Hedefler:
- 1) Verilen metne göre hiçliğin orta yerinde ne bulunmaktadır?
- 2) Verilen metinde "Hey gidinin gücük" sözcüklerini içeren yerle açılıp "çok çektik çok..." ile kapanan bölümü hiç değiştirmeden kopyalayın.

Verilen Metin:
━━━━━━━━━━

TAM SAHA PRESS, YIKILMAZ BLOKSS...

25 Şubat 2024 Pazar

BU ŞUBAT ÇOK ÖLDÜK…

 BU ŞUBAT ÇOK ÖLDÜK…


Bu Şubat ölümün gölgesi çıldırmış olacak ki çöktü üzerimize, gitmek bilmedi. Sel haddin bildi, memat galip geldi o döndü yüzünü bize. Çöktü, çöktü, çöktü ve çöktük. Çok öldük kardeşim çok... 


Hey gidinin gücük ayı otomatik makine gibi işleyip durdu. Gerçeğe veya geleceğe ulaştırıcının emrinde kör tırpanını vurdukça vurdu. Çarptı, yıktı, geçti. Tetik olduk çektik, yaklaştırdık ölümü şah damarımıza. Bu Şubat çok çektik çok...


Hayat memat çıkmazında kıyı köşe çıldırık dolaştı. Yakalanan cıldırığın boynu üzüldü. Şarkı şimalı, sılası gurbeti öksüz kaldı. Yarenler yetim kaldı. Eğreti bacak ölüm meleğinin uykusu ortadan ikiye yarıldı. İşini hiç yarım bırakmadı. Ölüm gecelerin de uyunmaz bilirdik meğer gece gündüz uyunmazmış öğrendik. Nar gözlüye inat akıllarda beynelmilel diriliş, dillerde durulmuş veda sözcükleri. En babalarımdan armağan, en babalara armağan anılar tükendi. Bu Şubat çok tükendik çok...


Bu şubat ölüm sanki cam gözlü bir gaybanaydı. Olaydı, onaydı, banaydı derken iyice baydı. Cam gözlerde parlak orak, kulplu çekiç bandı. Nar gözlü gabarayı çaktı, resmen kalbimize çalıştı. Bu Şubat çok öldük çok…


Hiçlik vakti gelip çattı, çat kapı kör kuyunun kapağı açıldı. Hiçliğin orta yerinde bir kara delik. Hep bizden birilerini yuttu. Günceleri ayıltan, ölüm şatosunu kuşatan akerga doğanı çığlığıyla çağ düştü. Ey ölüm gözlü Şubat bu kez haddini çok aştın çok... 


Hiçliğin orta yerinde korkusuz yolcular misk kokulu hazlara bürünür.  Nazlı ölüm olağanüstü dirençle karşılaşır. Gölgeleri çıldırtan içli bir şarkıdır yaşamak. Hiçlik aleminde cem etmenin bedeli, bam teline basıldığında ağırdan almak. Çok ağır güçlerimizi aldın bu Şubat çok...

━━━━━━━━━━

Sağlanan Veriler:
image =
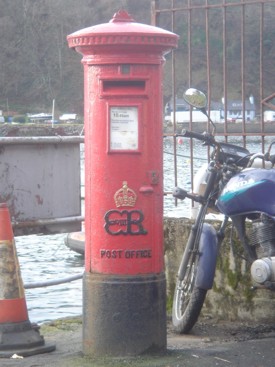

━━━━━━━━━━

Sıralı Sonuçlar:
- 1) Bir kara delik.

- 2)
Hey gidinin gücük ayı otomatik makine gibi işleyip durdu. Gerçeğe veya geleceğe ulaştırıcının emrinde kör tırpanını vurdukça vurdu. Çarptı, yıktı, geçti. Tetik olduk çektik, yaklaştırdık ölümü şah damarımıza. Bu Şubat çok çektik çok...